Stated exercise.
Please write out the records below word for word, keeping every line, number and character unchanged.

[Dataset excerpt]

------------------------------------

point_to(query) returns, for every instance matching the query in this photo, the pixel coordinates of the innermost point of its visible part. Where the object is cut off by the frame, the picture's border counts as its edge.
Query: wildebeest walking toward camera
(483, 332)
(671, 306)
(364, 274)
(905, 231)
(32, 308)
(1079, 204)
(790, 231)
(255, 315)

------------------------------------

In response.
point_to(query) returns, for every instance matching the query in this photo, the pixel coordinates of the innermost point of its visible part. Where the object is cut off by the frame, the picture's border counts as its edge.
Query: wildebeest walking toward camera
(483, 332)
(671, 306)
(364, 274)
(905, 231)
(32, 308)
(1079, 204)
(790, 231)
(255, 315)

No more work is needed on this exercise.